◆ Exercise directions
Below are records to be repeated in full. Give them exactly.

(Beginning of Records for processing)

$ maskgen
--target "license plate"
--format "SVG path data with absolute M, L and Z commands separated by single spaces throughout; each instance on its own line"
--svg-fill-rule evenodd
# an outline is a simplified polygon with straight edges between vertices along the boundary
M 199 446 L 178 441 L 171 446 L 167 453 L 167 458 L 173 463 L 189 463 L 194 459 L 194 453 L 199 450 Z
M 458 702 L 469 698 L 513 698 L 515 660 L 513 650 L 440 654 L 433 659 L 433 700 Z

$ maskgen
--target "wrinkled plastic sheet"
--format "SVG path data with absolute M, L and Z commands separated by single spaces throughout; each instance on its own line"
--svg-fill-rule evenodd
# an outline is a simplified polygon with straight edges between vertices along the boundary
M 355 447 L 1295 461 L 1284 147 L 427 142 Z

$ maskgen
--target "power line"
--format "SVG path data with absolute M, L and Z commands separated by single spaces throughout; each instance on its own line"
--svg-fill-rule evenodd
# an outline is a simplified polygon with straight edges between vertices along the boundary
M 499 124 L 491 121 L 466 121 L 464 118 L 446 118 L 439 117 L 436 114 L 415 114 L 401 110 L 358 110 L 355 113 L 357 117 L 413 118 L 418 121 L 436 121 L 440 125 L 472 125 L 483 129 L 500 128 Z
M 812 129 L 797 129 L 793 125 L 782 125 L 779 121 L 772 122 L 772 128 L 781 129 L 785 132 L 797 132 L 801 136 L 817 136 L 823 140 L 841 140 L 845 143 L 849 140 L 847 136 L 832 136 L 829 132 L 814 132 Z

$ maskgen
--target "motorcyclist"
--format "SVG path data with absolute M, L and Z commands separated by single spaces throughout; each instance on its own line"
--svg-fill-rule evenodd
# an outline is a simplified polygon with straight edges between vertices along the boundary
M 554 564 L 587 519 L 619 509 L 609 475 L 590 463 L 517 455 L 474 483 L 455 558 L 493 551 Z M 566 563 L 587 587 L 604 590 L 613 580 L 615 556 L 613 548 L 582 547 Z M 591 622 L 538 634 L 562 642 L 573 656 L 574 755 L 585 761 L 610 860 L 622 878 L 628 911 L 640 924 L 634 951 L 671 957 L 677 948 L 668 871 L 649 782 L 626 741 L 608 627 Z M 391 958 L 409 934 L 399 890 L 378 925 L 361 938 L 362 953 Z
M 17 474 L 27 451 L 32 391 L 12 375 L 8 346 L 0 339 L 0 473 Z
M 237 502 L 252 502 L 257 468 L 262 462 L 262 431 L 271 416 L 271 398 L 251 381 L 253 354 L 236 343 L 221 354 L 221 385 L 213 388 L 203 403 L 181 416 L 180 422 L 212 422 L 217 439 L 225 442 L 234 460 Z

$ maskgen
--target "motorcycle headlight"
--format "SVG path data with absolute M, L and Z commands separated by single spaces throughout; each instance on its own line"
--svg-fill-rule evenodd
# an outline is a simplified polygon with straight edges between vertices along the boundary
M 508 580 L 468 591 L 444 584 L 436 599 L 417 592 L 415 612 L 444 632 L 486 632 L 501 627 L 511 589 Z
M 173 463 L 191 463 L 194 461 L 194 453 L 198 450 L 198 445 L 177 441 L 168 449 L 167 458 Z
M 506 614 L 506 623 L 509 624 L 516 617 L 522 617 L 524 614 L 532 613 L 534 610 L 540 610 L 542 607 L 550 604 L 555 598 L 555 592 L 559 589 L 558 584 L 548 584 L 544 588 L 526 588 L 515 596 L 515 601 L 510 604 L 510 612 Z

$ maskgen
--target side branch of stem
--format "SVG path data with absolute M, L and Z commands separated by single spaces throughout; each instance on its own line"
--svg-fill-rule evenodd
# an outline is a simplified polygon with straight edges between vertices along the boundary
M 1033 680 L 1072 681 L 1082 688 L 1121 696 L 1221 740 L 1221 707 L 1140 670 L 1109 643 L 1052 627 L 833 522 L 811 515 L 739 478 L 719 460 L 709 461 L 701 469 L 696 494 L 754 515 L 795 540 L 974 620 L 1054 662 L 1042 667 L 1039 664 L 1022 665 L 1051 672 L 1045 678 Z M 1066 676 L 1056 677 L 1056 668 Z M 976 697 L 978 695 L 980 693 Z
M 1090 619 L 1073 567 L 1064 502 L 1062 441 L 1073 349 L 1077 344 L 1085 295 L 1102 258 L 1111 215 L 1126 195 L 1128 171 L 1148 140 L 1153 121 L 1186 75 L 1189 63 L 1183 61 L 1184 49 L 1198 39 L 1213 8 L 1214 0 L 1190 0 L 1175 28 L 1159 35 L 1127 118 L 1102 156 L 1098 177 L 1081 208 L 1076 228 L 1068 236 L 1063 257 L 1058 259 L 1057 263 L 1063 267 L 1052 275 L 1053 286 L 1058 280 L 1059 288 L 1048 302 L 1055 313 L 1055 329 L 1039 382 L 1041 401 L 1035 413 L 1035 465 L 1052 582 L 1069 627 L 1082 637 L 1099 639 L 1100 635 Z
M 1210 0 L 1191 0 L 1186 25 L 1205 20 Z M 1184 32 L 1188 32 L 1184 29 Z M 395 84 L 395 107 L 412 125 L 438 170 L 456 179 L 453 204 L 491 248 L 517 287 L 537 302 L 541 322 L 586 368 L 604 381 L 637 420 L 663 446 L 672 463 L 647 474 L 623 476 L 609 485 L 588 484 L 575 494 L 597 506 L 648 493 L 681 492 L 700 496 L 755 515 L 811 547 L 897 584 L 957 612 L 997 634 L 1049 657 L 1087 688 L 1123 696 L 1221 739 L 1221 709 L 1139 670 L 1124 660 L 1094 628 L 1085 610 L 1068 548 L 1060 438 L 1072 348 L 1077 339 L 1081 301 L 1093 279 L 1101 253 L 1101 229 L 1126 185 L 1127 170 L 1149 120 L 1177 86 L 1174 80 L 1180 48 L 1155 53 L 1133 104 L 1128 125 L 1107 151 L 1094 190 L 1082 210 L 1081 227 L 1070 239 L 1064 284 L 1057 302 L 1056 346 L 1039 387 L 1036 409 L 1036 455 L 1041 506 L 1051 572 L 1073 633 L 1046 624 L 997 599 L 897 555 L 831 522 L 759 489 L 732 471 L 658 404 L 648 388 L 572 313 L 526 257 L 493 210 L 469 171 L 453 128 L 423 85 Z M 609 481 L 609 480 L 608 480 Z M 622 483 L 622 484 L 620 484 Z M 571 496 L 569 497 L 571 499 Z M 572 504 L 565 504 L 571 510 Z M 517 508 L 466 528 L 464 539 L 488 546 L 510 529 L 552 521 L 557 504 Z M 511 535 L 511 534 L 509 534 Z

(End of Records for processing)

◆ Output of the exercise
$ maskgen
--target "license plate"
--format "SVG path data with absolute M, L and Z commands separated by single spaces throughout; each instance on its own line"
--svg-fill-rule evenodd
# an outline is a simplified polygon with straight edges between vertices along the boundary
M 199 446 L 178 441 L 171 446 L 167 453 L 167 458 L 173 463 L 189 463 L 194 459 L 194 453 L 199 450 Z
M 458 702 L 469 698 L 513 698 L 515 660 L 513 650 L 440 654 L 433 659 L 433 700 Z

$ maskgen
--target "wrinkled plastic sheet"
--format "SVG path data with absolute M, L and Z commands separated by single spaces throughout; each instance on its own line"
--svg-fill-rule evenodd
# an outline is a simplified polygon with straight edges between vertices along the boundary
M 355 447 L 1295 461 L 1284 147 L 427 142 Z

$ maskgen
--target "power line"
--format "SVG path data with absolute M, L and Z commands separated by single spaces throughout; each instance on its own line"
--svg-fill-rule evenodd
# an outline is a simplified polygon with straight edges between vertices along the boundary
M 499 124 L 491 121 L 466 121 L 464 118 L 446 118 L 439 117 L 436 114 L 415 114 L 401 110 L 358 110 L 355 113 L 357 117 L 413 118 L 418 121 L 436 121 L 440 125 L 472 125 L 483 129 L 500 128 Z
M 812 129 L 797 129 L 793 125 L 782 125 L 779 121 L 772 122 L 772 128 L 781 129 L 785 132 L 797 132 L 801 136 L 817 136 L 823 140 L 841 140 L 845 143 L 849 140 L 847 136 L 832 136 L 829 132 L 814 132 Z

$ maskgen
--target "motorcyclist"
--format "SVG path data with absolute M, L and Z commands separated by single spaces throughout; each instance on its own line"
--svg-fill-rule evenodd
# an outline is a simplified polygon with straight edges between vertices along the boundary
M 554 564 L 587 519 L 619 509 L 609 475 L 590 463 L 517 455 L 474 483 L 455 558 L 493 551 Z M 566 563 L 587 587 L 604 590 L 613 580 L 615 556 L 613 548 L 582 547 Z M 591 622 L 538 634 L 562 642 L 573 656 L 574 755 L 585 761 L 610 860 L 622 878 L 628 911 L 640 924 L 634 951 L 671 957 L 677 948 L 668 871 L 649 782 L 626 741 L 608 627 Z M 391 958 L 409 934 L 399 890 L 378 925 L 361 938 L 362 953 Z
M 17 474 L 27 451 L 32 391 L 12 375 L 8 346 L 0 339 L 0 473 Z
M 237 502 L 252 502 L 257 468 L 262 462 L 262 431 L 271 416 L 271 398 L 251 381 L 253 354 L 236 343 L 221 354 L 221 385 L 213 388 L 203 403 L 181 416 L 180 422 L 212 422 L 217 439 L 225 442 L 234 460 Z

$ maskgen
--target "motorcycle headlight"
--format "SVG path data with absolute M, L and Z commands separated by single spaces throughout; each instance on its own line"
--svg-fill-rule evenodd
# an outline is a simplified polygon with straight edges between vertices along the boundary
M 508 580 L 468 591 L 444 584 L 436 599 L 417 592 L 415 612 L 444 632 L 486 632 L 501 627 L 511 589 Z
M 173 463 L 191 463 L 194 461 L 194 453 L 198 450 L 198 445 L 177 441 L 168 449 L 167 458 Z
M 506 614 L 506 623 L 509 624 L 516 617 L 522 617 L 524 614 L 532 613 L 534 610 L 540 610 L 542 607 L 550 604 L 555 598 L 555 592 L 559 589 L 558 584 L 548 584 L 544 588 L 526 588 L 515 596 L 515 601 L 510 604 L 510 612 Z

$ maskgen
--target side branch of stem
--format "SVG path data with absolute M, L and Z commands separated by single spaces throughout; each instance on its own line"
--svg-fill-rule evenodd
# an outline is a simplified polygon with straight edges between vertices along the boundary
M 1033 680 L 1072 681 L 1082 688 L 1121 696 L 1221 740 L 1221 707 L 1140 670 L 1109 643 L 1052 627 L 833 522 L 811 515 L 739 478 L 719 460 L 709 461 L 701 469 L 696 494 L 754 515 L 795 540 L 974 620 L 1054 662 L 1042 667 L 1039 664 L 1022 665 L 1051 672 L 1045 678 Z M 1066 676 L 1056 677 L 1056 668 Z M 976 697 L 978 695 L 980 693 Z
M 1090 619 L 1073 567 L 1064 502 L 1062 441 L 1073 349 L 1077 344 L 1085 295 L 1102 258 L 1111 215 L 1126 195 L 1128 171 L 1148 140 L 1153 121 L 1186 75 L 1189 63 L 1183 61 L 1184 49 L 1198 39 L 1213 8 L 1214 0 L 1190 0 L 1175 28 L 1159 35 L 1127 118 L 1102 156 L 1098 177 L 1081 208 L 1076 228 L 1068 236 L 1063 257 L 1058 259 L 1057 263 L 1063 267 L 1052 275 L 1053 286 L 1058 280 L 1059 288 L 1048 302 L 1055 313 L 1055 329 L 1039 382 L 1041 401 L 1035 413 L 1035 465 L 1052 582 L 1069 627 L 1082 637 L 1099 639 L 1100 635 Z
M 1210 0 L 1191 0 L 1186 25 L 1205 20 Z M 1184 32 L 1188 32 L 1184 29 Z M 395 84 L 395 107 L 412 125 L 438 170 L 456 179 L 453 204 L 491 248 L 517 287 L 537 302 L 541 322 L 586 368 L 604 381 L 637 420 L 663 446 L 672 463 L 647 474 L 623 476 L 609 485 L 588 484 L 575 494 L 597 506 L 648 493 L 681 492 L 700 496 L 755 515 L 811 547 L 897 584 L 957 612 L 997 634 L 1049 657 L 1087 688 L 1123 696 L 1221 739 L 1221 709 L 1139 670 L 1124 660 L 1094 628 L 1085 610 L 1068 548 L 1060 438 L 1072 348 L 1077 339 L 1081 301 L 1093 279 L 1101 253 L 1101 229 L 1126 185 L 1127 170 L 1149 120 L 1177 86 L 1174 80 L 1180 48 L 1155 53 L 1133 104 L 1128 125 L 1107 151 L 1094 190 L 1082 210 L 1081 227 L 1070 239 L 1064 284 L 1057 302 L 1056 346 L 1039 387 L 1036 409 L 1036 455 L 1041 506 L 1051 572 L 1073 633 L 1046 624 L 997 599 L 897 555 L 831 522 L 759 489 L 732 471 L 658 404 L 648 388 L 572 313 L 526 257 L 493 210 L 469 171 L 453 128 L 423 85 Z M 609 481 L 609 480 L 608 480 Z M 622 483 L 622 484 L 620 484 Z M 571 496 L 569 497 L 571 499 Z M 572 504 L 565 504 L 571 510 Z M 517 508 L 466 528 L 464 539 L 488 546 L 510 529 L 552 521 L 557 504 Z M 511 535 L 511 534 L 509 534 Z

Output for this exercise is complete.